__Extracted records__.

_ _ _ _ _

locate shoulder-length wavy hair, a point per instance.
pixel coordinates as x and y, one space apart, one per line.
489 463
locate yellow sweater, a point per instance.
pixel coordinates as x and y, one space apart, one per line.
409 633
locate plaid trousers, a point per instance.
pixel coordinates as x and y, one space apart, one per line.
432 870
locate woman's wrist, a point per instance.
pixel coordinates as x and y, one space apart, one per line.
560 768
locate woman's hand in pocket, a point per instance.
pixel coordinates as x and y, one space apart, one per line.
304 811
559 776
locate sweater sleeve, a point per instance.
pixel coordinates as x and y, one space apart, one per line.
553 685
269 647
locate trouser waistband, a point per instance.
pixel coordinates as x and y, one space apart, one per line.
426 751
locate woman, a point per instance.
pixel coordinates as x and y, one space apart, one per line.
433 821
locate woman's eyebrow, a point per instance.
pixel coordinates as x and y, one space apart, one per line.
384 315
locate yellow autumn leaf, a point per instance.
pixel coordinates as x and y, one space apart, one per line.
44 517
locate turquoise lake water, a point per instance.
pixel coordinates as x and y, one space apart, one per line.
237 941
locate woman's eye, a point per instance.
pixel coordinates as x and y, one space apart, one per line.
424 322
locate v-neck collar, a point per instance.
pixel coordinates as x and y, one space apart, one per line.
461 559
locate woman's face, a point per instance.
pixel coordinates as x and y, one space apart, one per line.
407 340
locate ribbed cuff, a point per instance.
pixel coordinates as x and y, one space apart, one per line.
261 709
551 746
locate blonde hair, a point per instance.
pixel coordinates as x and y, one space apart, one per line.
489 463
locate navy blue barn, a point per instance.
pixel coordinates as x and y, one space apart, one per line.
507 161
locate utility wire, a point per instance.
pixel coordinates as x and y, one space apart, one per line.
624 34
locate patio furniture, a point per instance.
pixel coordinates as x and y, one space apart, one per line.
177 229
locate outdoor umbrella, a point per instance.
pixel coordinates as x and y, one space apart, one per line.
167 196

_ _ _ _ _

__Instructions to follow__.
Reproduce all of the items above verbatim, line for line, changing no wording, spacing, or punctuation.

__The response__.
locate shoulder-length wavy hair, a point per instance.
pixel coordinates as x and y, one space apart, one per line.
489 463
locate yellow sweater, a point per instance.
pixel coordinates as x and y, one space apart, one per line.
409 633
locate plaid trousers, a point per instance.
pixel coordinates as x and y, one space apart, one per line.
432 870
locate woman's wrist, a point per instance.
pixel coordinates as x and y, one space apart, one per line.
560 768
locate woman's hand in pocket, a point per instance.
pixel coordinates as x and y, one space apart, one per line.
304 811
559 776
locate sweater sleeve, a point per instance.
pixel coordinates as x and y, one space apart, one per line.
553 685
269 647
locate trouser waistband, a point per instance.
pixel coordinates as x and y, one space apart, one per line.
426 751
locate woman, a point per instance.
pixel coordinates as x and y, one space apart, one per line.
433 821
locate woman's eyebrow, a point per instance.
pixel coordinates as x and y, one space apart, one per line.
384 315
locate yellow autumn leaf, a point per instance.
pixel coordinates as x and y, one space apart, one per line.
44 517
locate turquoise lake water, a point per instance.
pixel coordinates as x and y, one space apart, one per line.
237 941
locate woman's eye, a point per instance.
pixel coordinates as x and y, one space apart, one per line.
424 322
locate v-neck collar, a point per instance.
pixel coordinates as x and y, one space apart, one per line.
461 559
locate woman's face, a point per instance.
pixel coordinates as x and y, one space apart, one per line.
407 340
locate ribbed cuff, a point per instance.
pixel coordinates as x and y, one space apart, one per line.
261 709
551 746
locate blonde hair, a point per instance.
pixel coordinates as x and y, one space apart, one per line.
489 463
locate navy blue barn, a point per instance.
pixel coordinates as x and y, one space apart, one per line.
507 161
locate utility wire, a point per instance.
pixel coordinates as x and y, one space apart, one per line.
624 34
locate patio furniture, a point per instance.
pixel coordinates as x and y, one space apart, one per line.
177 229
locate outdoor umbrella, a point per instance.
pixel coordinates as x and y, one space apart, one per line.
167 196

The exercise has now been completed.